───── TASK INPUTS

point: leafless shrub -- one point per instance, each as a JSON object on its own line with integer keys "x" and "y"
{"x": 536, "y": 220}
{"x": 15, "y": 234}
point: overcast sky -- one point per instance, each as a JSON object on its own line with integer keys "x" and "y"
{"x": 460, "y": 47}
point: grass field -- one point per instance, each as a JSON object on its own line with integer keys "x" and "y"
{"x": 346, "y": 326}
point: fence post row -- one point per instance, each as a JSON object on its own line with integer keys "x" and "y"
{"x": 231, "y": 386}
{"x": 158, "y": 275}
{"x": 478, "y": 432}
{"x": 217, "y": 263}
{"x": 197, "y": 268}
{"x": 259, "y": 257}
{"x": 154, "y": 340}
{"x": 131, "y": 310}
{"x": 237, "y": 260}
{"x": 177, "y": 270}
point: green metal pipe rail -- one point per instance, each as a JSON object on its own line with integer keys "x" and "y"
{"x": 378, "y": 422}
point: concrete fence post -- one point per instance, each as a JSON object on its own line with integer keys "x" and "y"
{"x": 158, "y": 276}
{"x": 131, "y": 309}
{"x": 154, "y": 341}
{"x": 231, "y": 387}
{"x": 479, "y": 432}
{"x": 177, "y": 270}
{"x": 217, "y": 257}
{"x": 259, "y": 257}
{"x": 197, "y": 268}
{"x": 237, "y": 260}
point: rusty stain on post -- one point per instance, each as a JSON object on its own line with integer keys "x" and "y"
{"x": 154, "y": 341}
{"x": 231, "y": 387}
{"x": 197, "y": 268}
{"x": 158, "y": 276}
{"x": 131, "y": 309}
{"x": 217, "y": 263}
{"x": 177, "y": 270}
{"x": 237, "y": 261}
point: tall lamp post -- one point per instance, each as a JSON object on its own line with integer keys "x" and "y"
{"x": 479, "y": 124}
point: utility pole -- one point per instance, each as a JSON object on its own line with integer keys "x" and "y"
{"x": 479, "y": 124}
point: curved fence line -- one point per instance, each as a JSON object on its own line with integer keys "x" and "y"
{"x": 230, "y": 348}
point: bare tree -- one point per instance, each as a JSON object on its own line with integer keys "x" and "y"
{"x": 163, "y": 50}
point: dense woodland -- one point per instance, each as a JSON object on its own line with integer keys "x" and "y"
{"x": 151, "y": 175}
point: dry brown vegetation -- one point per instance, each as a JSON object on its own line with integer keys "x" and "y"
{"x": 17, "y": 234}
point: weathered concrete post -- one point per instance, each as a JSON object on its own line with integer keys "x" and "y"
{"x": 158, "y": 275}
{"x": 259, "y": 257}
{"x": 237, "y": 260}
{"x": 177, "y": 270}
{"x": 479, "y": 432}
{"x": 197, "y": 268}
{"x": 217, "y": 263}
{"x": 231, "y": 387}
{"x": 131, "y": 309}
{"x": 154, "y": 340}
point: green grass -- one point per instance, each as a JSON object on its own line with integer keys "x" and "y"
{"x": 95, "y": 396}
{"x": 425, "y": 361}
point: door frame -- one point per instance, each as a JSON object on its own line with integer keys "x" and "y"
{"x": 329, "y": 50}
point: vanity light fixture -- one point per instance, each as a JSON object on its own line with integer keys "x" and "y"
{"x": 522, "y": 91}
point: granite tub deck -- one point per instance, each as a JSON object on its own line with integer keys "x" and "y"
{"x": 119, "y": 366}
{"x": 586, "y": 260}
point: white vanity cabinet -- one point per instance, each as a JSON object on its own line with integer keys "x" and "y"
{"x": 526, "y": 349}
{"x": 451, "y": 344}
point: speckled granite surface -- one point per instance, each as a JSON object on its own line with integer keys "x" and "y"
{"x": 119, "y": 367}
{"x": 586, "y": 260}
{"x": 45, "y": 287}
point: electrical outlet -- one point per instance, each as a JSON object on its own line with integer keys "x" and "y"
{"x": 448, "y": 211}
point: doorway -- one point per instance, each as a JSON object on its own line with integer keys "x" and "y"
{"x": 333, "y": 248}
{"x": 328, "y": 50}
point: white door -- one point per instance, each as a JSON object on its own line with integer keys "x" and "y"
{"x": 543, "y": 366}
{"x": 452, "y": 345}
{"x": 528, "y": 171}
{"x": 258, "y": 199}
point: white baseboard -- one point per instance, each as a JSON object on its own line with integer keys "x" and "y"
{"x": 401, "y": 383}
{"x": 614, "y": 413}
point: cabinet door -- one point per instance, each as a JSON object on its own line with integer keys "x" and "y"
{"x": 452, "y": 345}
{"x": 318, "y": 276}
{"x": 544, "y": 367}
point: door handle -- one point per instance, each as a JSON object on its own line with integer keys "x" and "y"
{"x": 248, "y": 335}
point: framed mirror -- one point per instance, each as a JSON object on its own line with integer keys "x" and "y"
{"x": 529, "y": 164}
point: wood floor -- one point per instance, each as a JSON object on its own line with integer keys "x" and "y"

──────────

EXERCISE REQUIREMENTS
Reproduce all of the records above verbatim, keeping every line in its original order.

RESPONSE FOR THIS EXERCISE
point: leafless shrub -- one point per instance, each as a JSON object on its own line with integer keys "x" and "y"
{"x": 536, "y": 220}
{"x": 15, "y": 234}
point: overcast sky -- one point per instance, each as a JSON object on its own line with integer keys "x" and "y"
{"x": 460, "y": 47}
point: grass field -- one point per instance, each as a JSON object on its own line with integer keys "x" and "y"
{"x": 346, "y": 326}
point: fence post row -- one point per instance, each as a JSON object on its own line with integer keys "x" and "y"
{"x": 231, "y": 386}
{"x": 158, "y": 275}
{"x": 478, "y": 432}
{"x": 217, "y": 263}
{"x": 197, "y": 268}
{"x": 259, "y": 257}
{"x": 154, "y": 340}
{"x": 131, "y": 310}
{"x": 237, "y": 260}
{"x": 177, "y": 270}
point: green metal pipe rail -- one point per instance, each as a JSON object on its own line with integer keys "x" and "y"
{"x": 378, "y": 422}
point: concrete fence post -- one point per instance, each as a JSON object on its own line with integer keys "x" and "y"
{"x": 158, "y": 276}
{"x": 131, "y": 309}
{"x": 154, "y": 341}
{"x": 231, "y": 387}
{"x": 479, "y": 432}
{"x": 177, "y": 270}
{"x": 217, "y": 257}
{"x": 259, "y": 257}
{"x": 197, "y": 268}
{"x": 237, "y": 260}
point: rusty stain on post -- one point per instance, each as a JSON object on its own line with integer keys "x" and "y"
{"x": 154, "y": 341}
{"x": 231, "y": 387}
{"x": 197, "y": 268}
{"x": 158, "y": 276}
{"x": 131, "y": 309}
{"x": 217, "y": 263}
{"x": 177, "y": 270}
{"x": 237, "y": 261}
point: tall lamp post -- one point per instance, each as a JSON object on its own line with integer keys "x" and "y"
{"x": 479, "y": 124}
point: utility pole -- one point per instance, each as a JSON object on its own line with integer keys "x" and "y"
{"x": 479, "y": 124}
point: curved fence line -- one point per instance, each as a JSON object on its own line with integer keys "x" and "y"
{"x": 230, "y": 348}
point: bare tree -- one point per instance, each as a JSON object on its own line with integer keys "x" and "y"
{"x": 163, "y": 50}
point: dense woodland -- one point per instance, each as a JSON object on its own line with integer keys "x" and "y"
{"x": 151, "y": 175}
point: dry brown vegetation -- one point per instance, each as a JSON object on its own line with integer keys "x" and "y"
{"x": 17, "y": 234}
point: weathered concrete post -- one point per instance, each as a JSON object on its own line with integer keys "x" and "y"
{"x": 158, "y": 275}
{"x": 259, "y": 257}
{"x": 237, "y": 260}
{"x": 177, "y": 270}
{"x": 479, "y": 432}
{"x": 197, "y": 268}
{"x": 217, "y": 263}
{"x": 231, "y": 387}
{"x": 131, "y": 309}
{"x": 154, "y": 340}
point: green grass -- one point per instance, each as a JSON object on its own line with integer keys "x" and "y"
{"x": 95, "y": 396}
{"x": 425, "y": 361}
point: door frame -- one point per instance, each as a JSON object on its own line with integer keys "x" and "y"
{"x": 329, "y": 50}
point: vanity light fixture -- one point per instance, each as a JSON object on its own line with integer keys "x" and "y"
{"x": 522, "y": 91}
point: granite tub deck -- one point per instance, each as a JSON object on its own line with integer keys "x" and "y"
{"x": 119, "y": 366}
{"x": 586, "y": 260}
point: white vanity cabinet -- one point per instance, each as a JSON object on its own line with integer keys "x" and "y"
{"x": 526, "y": 349}
{"x": 451, "y": 344}
point: speckled granite surface -- one point per instance, each as a JSON object on its own line with integer keys "x" and "y"
{"x": 119, "y": 367}
{"x": 586, "y": 260}
{"x": 45, "y": 287}
point: electrical outlet -- one point per instance, each as a JSON object on its own line with integer keys "x" and "y"
{"x": 448, "y": 211}
point: doorway -- one point per instance, each as a JSON object on its own line with integer keys "x" and "y"
{"x": 333, "y": 248}
{"x": 328, "y": 50}
point: white door -- one point per instance, each as a JSON object on its own line with integer keys "x" and "y"
{"x": 543, "y": 366}
{"x": 452, "y": 345}
{"x": 528, "y": 171}
{"x": 258, "y": 199}
point: white baseboard -- one point per instance, each as a JSON object on its own line with integer keys "x" and "y"
{"x": 401, "y": 383}
{"x": 614, "y": 413}
point: cabinet door -- one point per instance, each as a JSON object on its own line with integer keys "x" and "y"
{"x": 452, "y": 345}
{"x": 318, "y": 276}
{"x": 544, "y": 367}
point: door handle -- one point per instance, each as a JSON object on its own line with integer keys "x" and "y"
{"x": 248, "y": 335}
point: framed mirror -- one point per instance, each as a JSON object on its own line with integer keys "x" and "y"
{"x": 529, "y": 164}
point: wood floor -- one point per instance, each as a JSON object on its own line with integer keys "x" and "y"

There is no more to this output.